• Extrait du document:
┌──
Aussi, il faudra signaler que contrairement aux préjugés que les gens pouvaient avoir sur ses capacités intellectuelles probablement dues à son âge, le gouverneur AUTSAI étant un homme très intelligent et très expérimenté en matière politique, dans son cabinet et dans son gouvernement, il y avait des intellectuels de tous les calibres voire des professeurs d’université. Il était capable de lire tous les papiers qu’on lui présentait, toutes les notes techniques et d’y apporter des corrections sur la forme et le fond.

En ce qui concerne l’instauration de l’autorité de l’État et l’affirmation de son pouvoir dans l’arrière province, le gouverneur AUTSAI avait mis en place une stratégie de gouvernance et des actions de développement caractérisée notamment par la tenue rotatives des réunions des conseils des ministres accompagné des membres du comité provincial de sécurité, conseil des ministres qui devait se préoccuper essentiellement des problèmes relatifs aux districts concernés. En même temps, dans l’objectif d’assainir l’environnement dans les chefs-lieux des districts et des territoires ( nous connaissons très bien l’état d’assainissement dans les chefs-lieux de nos territoires. Dans la plupart des cas, les immeubles sont engloutis par la haute herbe et pour assainir cet environnement, dans sa stratégie de gouvernance, le gouverneur de province était obligé de créer des brigades d’assainissement, de soutenir financièrement ces brigades au niveau des chefs-lieux des territoires et des districts. Parce que les territoires et les districts étant des entités territoriales déconcentrées sont constamment confrontées aux difficultés financières.
C’est dans le même ordre d’idée qu’un programme de construction et de réhabilitation de deux centres de santé et de deux écoles par territoire avait été implémenté. Ce programme dans sa première phase avait prévu de construire ou réhabiliter 48 centres de santé et 48 écoles à travers la province. Il est vrai qu’au vu de l’immensité des défis, ces résultats pouvaient paraître comme une goutte d’eau dans l’océan.
└──
• Travail demandé:
**A.** Pour chacune des affirmations suivantes, dites si l'extrait sur le gouverneur AUTSAI la confirme, en répondant par oui ou non et en citant les mots du texte qui tranchent : (i) les réunions des conseils des ministres se tenaient de façon rotative ; (ii) la première phase du programme prévoyait 50 écoles ; (iii) le gouverneur ne savait pas lire les notes techniques.
**B.** Reproduisez le passage de l'extrait sur le gouverneur AUTSAI qui va de « C’est dans le » à « d’eau dans l’océan. », ces mots compris.

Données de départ
┌──
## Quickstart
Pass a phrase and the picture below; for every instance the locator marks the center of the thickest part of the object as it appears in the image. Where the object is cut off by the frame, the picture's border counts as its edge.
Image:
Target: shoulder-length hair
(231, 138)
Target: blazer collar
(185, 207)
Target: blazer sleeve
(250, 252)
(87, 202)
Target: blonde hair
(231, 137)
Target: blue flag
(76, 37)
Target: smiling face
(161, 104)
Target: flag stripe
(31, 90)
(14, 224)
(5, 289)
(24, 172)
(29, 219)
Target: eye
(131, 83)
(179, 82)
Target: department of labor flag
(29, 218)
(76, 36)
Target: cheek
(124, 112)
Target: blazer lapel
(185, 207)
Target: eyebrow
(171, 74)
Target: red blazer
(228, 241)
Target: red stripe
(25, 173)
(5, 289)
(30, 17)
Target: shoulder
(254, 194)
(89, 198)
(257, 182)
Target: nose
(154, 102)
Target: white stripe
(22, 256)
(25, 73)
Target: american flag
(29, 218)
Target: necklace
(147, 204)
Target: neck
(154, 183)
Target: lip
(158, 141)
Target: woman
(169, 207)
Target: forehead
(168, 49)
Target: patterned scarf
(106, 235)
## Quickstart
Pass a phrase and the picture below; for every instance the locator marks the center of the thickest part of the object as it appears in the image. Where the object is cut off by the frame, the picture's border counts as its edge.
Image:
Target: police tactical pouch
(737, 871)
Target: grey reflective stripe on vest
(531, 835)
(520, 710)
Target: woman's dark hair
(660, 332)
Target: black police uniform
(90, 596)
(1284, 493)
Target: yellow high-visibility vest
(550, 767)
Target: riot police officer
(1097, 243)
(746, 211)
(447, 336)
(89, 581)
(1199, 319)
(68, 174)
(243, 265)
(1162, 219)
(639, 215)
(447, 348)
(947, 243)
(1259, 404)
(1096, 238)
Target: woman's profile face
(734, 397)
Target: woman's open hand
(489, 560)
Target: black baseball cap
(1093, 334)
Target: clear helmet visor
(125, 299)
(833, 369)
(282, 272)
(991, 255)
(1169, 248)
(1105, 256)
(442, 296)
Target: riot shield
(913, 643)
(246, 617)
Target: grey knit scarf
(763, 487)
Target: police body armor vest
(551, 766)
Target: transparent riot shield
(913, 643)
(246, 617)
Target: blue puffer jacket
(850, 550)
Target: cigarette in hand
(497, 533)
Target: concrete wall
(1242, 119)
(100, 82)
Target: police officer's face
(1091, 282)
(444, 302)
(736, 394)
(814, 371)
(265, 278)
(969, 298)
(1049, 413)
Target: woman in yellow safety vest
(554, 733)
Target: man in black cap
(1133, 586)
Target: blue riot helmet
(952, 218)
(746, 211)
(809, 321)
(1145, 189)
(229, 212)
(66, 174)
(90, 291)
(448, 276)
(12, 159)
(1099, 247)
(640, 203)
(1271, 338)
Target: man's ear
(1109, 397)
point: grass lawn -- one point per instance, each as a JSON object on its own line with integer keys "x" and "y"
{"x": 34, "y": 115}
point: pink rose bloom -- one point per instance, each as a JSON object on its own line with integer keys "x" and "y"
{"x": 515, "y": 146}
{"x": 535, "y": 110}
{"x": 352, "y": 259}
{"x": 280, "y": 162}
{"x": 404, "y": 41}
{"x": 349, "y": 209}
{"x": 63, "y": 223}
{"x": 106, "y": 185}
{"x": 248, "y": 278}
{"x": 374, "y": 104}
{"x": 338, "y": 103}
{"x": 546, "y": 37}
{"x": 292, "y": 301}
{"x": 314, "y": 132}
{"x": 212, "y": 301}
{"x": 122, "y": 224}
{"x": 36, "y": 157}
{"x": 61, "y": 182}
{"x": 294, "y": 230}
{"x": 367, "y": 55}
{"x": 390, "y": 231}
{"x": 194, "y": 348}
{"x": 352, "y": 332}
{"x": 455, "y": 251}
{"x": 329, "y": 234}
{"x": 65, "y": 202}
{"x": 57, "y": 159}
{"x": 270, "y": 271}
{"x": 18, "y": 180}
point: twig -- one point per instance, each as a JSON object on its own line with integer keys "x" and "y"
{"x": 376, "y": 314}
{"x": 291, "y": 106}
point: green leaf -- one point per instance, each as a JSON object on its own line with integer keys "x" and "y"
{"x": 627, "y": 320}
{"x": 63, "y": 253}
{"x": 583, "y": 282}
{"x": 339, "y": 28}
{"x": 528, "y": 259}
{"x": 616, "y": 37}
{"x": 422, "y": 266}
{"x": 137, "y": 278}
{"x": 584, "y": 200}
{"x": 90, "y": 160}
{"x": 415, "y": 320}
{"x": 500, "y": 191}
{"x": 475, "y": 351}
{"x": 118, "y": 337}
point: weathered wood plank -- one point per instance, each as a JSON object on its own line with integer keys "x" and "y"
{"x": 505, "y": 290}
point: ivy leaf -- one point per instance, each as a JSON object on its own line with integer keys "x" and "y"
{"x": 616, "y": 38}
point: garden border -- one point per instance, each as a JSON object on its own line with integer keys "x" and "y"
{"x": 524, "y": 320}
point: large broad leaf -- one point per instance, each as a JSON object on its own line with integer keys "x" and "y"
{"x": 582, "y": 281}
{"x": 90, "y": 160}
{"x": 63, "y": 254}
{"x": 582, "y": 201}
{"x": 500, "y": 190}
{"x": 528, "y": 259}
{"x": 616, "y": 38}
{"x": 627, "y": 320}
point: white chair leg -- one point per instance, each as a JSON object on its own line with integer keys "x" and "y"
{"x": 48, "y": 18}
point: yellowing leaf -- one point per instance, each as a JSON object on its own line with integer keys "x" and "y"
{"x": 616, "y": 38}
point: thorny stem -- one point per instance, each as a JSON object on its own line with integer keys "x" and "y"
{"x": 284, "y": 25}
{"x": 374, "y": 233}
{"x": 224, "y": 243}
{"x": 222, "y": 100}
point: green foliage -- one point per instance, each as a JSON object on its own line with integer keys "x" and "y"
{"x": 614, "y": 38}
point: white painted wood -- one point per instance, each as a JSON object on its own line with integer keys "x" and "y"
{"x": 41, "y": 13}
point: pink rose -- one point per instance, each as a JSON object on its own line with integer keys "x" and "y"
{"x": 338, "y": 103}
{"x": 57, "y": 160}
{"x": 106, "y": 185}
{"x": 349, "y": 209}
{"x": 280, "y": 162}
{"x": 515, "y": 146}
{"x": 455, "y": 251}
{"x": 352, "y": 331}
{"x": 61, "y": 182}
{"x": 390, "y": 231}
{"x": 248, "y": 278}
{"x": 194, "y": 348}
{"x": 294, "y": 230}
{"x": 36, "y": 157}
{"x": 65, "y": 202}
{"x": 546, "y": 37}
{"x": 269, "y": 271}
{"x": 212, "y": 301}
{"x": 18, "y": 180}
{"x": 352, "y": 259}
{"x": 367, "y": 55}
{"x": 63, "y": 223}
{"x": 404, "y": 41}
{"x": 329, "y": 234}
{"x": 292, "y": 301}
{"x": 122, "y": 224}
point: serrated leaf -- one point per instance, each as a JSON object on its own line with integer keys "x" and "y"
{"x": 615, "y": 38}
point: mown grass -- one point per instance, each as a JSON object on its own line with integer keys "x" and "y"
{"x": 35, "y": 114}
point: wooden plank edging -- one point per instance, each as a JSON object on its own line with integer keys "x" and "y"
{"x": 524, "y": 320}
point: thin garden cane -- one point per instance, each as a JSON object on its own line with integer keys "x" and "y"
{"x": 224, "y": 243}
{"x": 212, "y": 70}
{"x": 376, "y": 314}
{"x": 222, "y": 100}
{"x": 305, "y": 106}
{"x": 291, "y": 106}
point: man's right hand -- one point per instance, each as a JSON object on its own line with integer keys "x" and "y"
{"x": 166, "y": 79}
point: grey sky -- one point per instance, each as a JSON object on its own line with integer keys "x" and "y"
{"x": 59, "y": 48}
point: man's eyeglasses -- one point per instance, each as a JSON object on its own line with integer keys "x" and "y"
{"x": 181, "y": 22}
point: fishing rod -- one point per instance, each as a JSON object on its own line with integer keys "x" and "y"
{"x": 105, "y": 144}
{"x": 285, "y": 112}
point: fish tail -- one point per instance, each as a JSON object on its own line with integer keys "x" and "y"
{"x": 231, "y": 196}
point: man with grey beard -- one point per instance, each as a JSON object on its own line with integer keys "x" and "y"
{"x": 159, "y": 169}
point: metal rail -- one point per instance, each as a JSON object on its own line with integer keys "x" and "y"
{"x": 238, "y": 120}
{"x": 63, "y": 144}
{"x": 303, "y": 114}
└──
• Corrigé:
**A.**
(i) Oui : « la tenue rotatives des réunions des conseils des ministres »
(ii) Non : « 48 centres de santé et 48 écoles à travers la province »
(iii) Non : « Il était capable de lire tous les papiers qu’on lui présentait, toutes les notes techniques »

**B.**
C’est dans le même ordre d’idée qu’un programme de construction et de réhabilitation de deux centres de santé et de deux écoles par territoire avait été implémenté. Ce programme dans sa première phase avait prévu de construire ou réhabiliter 48 centres de santé et 48 écoles à travers la province. Il est vrai qu’au vu de l’immensité des défis, ces résultats pouvaient paraître comme une goutte d’eau dans l’océan.